# Steelhead flies



## bassman56 (May 22, 2005)

Whats the best fly for fall steelhead.


----------



## Whaler (Nov 16, 2004)

Nice Avatar!


----------



## Steel Cranium (Aug 22, 2005)

Early fall -- something that looks like a shiner that can be worked aggressively. Clousers or streamers. Later fall -- egg patterns, moe eggs, yarn flies, etc.


----------



## silverbullet (Apr 14, 2004)

I would go with black,olive or white wollybuggers. White/chart clousers and anything that looks like a minnow. Don't be affraid to try different colors, sometimes something different that the fish haven't seen is the ticket. When the temp drops switch over to smaller offerings. Small Nymphs and eggs do wonders. Good luck and have fun.


----------



## peple of the perch (Sep 13, 2004)

do those egg patterns work good


----------



## silverbullet (Apr 14, 2004)

Yes, very well at that in the right conditions.


----------



## steelheader007 (Apr 8, 2004)

steelhead flies above ------- Salmon Below


----------



## BigDaddy300 (Nov 1, 2004)

Very impressive collection. Do you tie your own?

◆ Problems:
#1 Decide whether each statement agrees with the steelhead flies thread. Answer yes or no for each, and quote the words from the thread that settle it.
(a) Steel Cranium recommends egg patterns for later fall.
(b) silverbullet advises switching to larger offerings when the temperature drops.
(c) silverbullet says egg patterns work very well in any conditions.
#2 Carry on the steelhead flies thread, starting after BigDaddy300's last post.

◆ Data extract:
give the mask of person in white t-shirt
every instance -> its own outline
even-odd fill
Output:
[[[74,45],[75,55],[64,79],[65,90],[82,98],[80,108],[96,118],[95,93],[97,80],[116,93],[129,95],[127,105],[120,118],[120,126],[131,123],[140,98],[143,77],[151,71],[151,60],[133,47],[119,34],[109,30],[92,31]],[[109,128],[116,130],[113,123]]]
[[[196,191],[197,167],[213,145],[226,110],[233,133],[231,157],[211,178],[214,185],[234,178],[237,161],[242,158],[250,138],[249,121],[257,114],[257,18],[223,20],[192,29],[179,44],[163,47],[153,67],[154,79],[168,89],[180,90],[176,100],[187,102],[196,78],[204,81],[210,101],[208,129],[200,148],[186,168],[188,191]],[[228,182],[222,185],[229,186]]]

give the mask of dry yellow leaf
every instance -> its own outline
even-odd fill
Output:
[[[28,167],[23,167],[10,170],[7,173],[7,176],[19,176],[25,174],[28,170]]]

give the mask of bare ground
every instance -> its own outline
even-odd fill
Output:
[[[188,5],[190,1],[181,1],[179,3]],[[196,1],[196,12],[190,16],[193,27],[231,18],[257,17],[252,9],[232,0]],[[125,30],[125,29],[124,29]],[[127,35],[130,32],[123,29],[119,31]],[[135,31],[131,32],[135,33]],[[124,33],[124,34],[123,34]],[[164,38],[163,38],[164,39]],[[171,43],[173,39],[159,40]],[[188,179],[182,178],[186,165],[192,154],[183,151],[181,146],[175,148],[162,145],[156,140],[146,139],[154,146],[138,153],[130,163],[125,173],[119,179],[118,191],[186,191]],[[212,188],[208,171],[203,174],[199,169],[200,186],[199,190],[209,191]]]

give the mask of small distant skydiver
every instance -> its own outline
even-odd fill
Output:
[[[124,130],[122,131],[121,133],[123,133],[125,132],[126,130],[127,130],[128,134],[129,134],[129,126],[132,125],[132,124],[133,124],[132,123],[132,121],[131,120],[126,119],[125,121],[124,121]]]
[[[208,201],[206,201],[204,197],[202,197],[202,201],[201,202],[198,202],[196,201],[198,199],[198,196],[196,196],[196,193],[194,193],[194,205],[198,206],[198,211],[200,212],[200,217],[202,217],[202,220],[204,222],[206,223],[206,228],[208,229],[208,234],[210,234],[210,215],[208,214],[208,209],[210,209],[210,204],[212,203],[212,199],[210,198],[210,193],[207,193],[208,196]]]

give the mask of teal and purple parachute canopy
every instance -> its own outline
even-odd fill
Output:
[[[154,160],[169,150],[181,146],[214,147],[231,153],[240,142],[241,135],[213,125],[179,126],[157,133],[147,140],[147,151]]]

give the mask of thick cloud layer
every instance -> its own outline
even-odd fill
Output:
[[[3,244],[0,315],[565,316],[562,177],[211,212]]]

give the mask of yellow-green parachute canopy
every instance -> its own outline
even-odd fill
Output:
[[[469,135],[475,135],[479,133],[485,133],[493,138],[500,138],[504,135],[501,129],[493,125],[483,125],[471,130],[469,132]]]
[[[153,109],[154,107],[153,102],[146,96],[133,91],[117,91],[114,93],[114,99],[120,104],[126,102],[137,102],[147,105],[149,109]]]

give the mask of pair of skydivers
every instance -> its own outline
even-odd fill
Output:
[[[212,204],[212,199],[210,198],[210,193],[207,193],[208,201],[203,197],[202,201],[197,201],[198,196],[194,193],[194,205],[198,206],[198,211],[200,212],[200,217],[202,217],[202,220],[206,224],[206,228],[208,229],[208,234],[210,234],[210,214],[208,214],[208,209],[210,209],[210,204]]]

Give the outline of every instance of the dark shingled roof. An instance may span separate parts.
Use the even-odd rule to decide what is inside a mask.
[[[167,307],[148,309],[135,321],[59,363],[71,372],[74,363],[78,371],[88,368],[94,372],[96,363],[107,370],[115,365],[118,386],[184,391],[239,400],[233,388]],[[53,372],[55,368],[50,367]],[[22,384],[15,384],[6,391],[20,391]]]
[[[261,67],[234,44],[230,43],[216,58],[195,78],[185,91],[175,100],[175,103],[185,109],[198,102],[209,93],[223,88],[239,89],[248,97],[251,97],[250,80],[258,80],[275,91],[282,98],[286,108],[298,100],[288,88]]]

◆ Task-by-task results:
#1
(a) Yes: "Later fall -- egg patterns, moe eggs, yarn flies, etc."
(b) No: "When the temp drops switch over to smaller offerings."
(c) No: "Yes, very well at that in the right conditions."

#2
----------



## steelheader007 (Apr 8, 2004)

.... I have to cause there to expensive not to, unlike most of my friends I tye for functionality, and not because I love to .. lol the 5-8" decievers I just got done tying are going to save me 10-15$ a fly .. while striper fishing I cant imagine paying for them! If you have any questions fire away!


----------



## silverbullet (Apr 14, 2004)

Hey Tom, My dad had me tie up some saltwater closers for him. He said 5 to 7 bucks a piece down the keys. The tying can be alot cheaper than the cost of the completed thats for sure. Plus, you get the added ability to come up with something different.

jeff


----------



## peple of the perch (Sep 13, 2004)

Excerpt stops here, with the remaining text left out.